Could you restate the entries below word for word and leave the images out?
Top of RECORDS FOR THE EXERCISE
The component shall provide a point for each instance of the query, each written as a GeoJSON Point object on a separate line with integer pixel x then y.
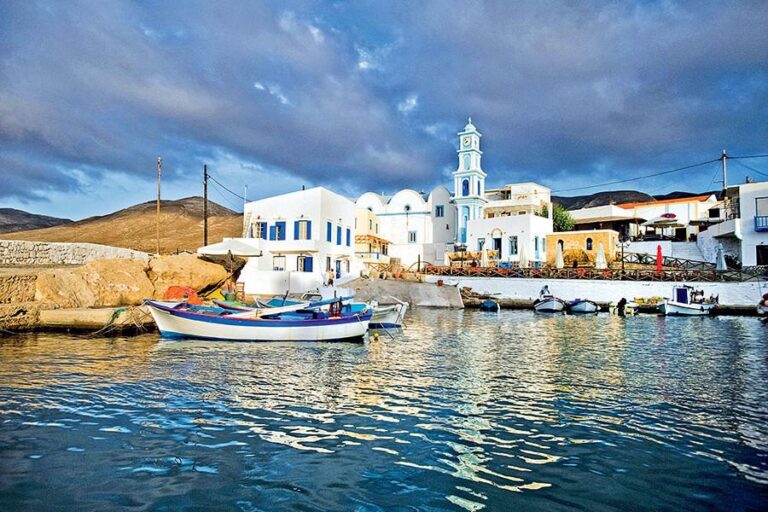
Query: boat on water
{"type": "Point", "coordinates": [290, 323]}
{"type": "Point", "coordinates": [389, 316]}
{"type": "Point", "coordinates": [687, 301]}
{"type": "Point", "coordinates": [583, 306]}
{"type": "Point", "coordinates": [549, 304]}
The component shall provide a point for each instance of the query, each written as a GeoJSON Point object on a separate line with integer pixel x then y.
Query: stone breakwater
{"type": "Point", "coordinates": [99, 284]}
{"type": "Point", "coordinates": [24, 253]}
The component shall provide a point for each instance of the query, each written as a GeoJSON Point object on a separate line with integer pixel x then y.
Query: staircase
{"type": "Point", "coordinates": [687, 251]}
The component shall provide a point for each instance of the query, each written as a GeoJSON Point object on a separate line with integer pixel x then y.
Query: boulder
{"type": "Point", "coordinates": [184, 270]}
{"type": "Point", "coordinates": [100, 283]}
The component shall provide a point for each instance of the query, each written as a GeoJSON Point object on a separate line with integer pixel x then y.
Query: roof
{"type": "Point", "coordinates": [666, 201]}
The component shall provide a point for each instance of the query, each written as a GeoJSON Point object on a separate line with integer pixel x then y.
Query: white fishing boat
{"type": "Point", "coordinates": [549, 304]}
{"type": "Point", "coordinates": [583, 306]}
{"type": "Point", "coordinates": [290, 323]}
{"type": "Point", "coordinates": [687, 301]}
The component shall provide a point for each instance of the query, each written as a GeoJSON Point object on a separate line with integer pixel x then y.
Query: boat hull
{"type": "Point", "coordinates": [583, 307]}
{"type": "Point", "coordinates": [180, 324]}
{"type": "Point", "coordinates": [672, 308]}
{"type": "Point", "coordinates": [388, 317]}
{"type": "Point", "coordinates": [549, 305]}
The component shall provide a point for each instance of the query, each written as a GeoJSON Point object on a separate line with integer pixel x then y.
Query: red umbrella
{"type": "Point", "coordinates": [659, 259]}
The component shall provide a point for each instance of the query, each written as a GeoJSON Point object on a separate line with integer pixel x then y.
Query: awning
{"type": "Point", "coordinates": [229, 246]}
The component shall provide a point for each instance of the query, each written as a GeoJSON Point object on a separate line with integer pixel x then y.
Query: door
{"type": "Point", "coordinates": [762, 254]}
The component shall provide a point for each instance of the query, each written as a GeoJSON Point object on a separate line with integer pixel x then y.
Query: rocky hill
{"type": "Point", "coordinates": [181, 227]}
{"type": "Point", "coordinates": [618, 197]}
{"type": "Point", "coordinates": [19, 220]}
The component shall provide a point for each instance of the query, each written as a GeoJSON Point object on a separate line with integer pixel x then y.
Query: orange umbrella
Bottom of RECORDS FOR THE EXERCISE
**SOLUTION FOR THIS TASK**.
The component shall provide a point for each instance of the query, each written as a GeoJSON Point object on a separate line with integer pixel x then y.
Query: boat on water
{"type": "Point", "coordinates": [290, 323]}
{"type": "Point", "coordinates": [389, 316]}
{"type": "Point", "coordinates": [687, 301]}
{"type": "Point", "coordinates": [583, 306]}
{"type": "Point", "coordinates": [549, 304]}
The component shall provide a point for each instance of the query, each written as a GeoJSON Point object on a separate line with integer pixel x then y.
Query: stone breakwater
{"type": "Point", "coordinates": [99, 284]}
{"type": "Point", "coordinates": [24, 253]}
The component shall provide a point for each instance of the query, each written as a GeoJSON Point object on a separate line with integer pixel x then y.
Query: staircase
{"type": "Point", "coordinates": [687, 251]}
The component shall provide a point for each instance of the query, each written as a GeoJSON Point object on a separate line with integer pixel x then y.
Query: boulder
{"type": "Point", "coordinates": [184, 270]}
{"type": "Point", "coordinates": [100, 283]}
The component shall provide a point for each instance of the query, each written as a GeoJSON Point object on a separate line with integer pixel x then y.
Query: roof
{"type": "Point", "coordinates": [666, 201]}
The component shall provide a point for each instance of the query, each written as a GeoJSON Point object on a separate line with integer pixel x then y.
Query: white fishing boat
{"type": "Point", "coordinates": [549, 304]}
{"type": "Point", "coordinates": [583, 306]}
{"type": "Point", "coordinates": [290, 323]}
{"type": "Point", "coordinates": [687, 301]}
The component shall provide a point for each instance of the query, each written as a GeoJSON Point object on a separate line with integer pixel x then y.
Query: boat hull
{"type": "Point", "coordinates": [583, 307]}
{"type": "Point", "coordinates": [180, 324]}
{"type": "Point", "coordinates": [672, 308]}
{"type": "Point", "coordinates": [388, 317]}
{"type": "Point", "coordinates": [549, 305]}
The component shall provide a point for each instance of the query, each written as a GeoJSON Point object on a separate line with integer pixel x then y.
Query: red umbrella
{"type": "Point", "coordinates": [659, 259]}
The component shall provide a point for each instance of the query, each written as a GeoJSON Point object on a separate line with integer pixel x then y.
Query: awning
{"type": "Point", "coordinates": [229, 246]}
The component shall provide a point for each instance of the query, each written as a GeoJSON Point object on a separate line with integer pixel x then y.
Query: door
{"type": "Point", "coordinates": [762, 254]}
The component shall provide a point for each instance of the query, each written as a GeoJSON Point object on a separate line with integer pixel x then y.
Query: rocky hill
{"type": "Point", "coordinates": [181, 227]}
{"type": "Point", "coordinates": [618, 197]}
{"type": "Point", "coordinates": [19, 220]}
The component shall provide a point for each instance of the query, each written as a GeoJSON Point object on a separate line with integer pixel x then y.
Query: orange umbrella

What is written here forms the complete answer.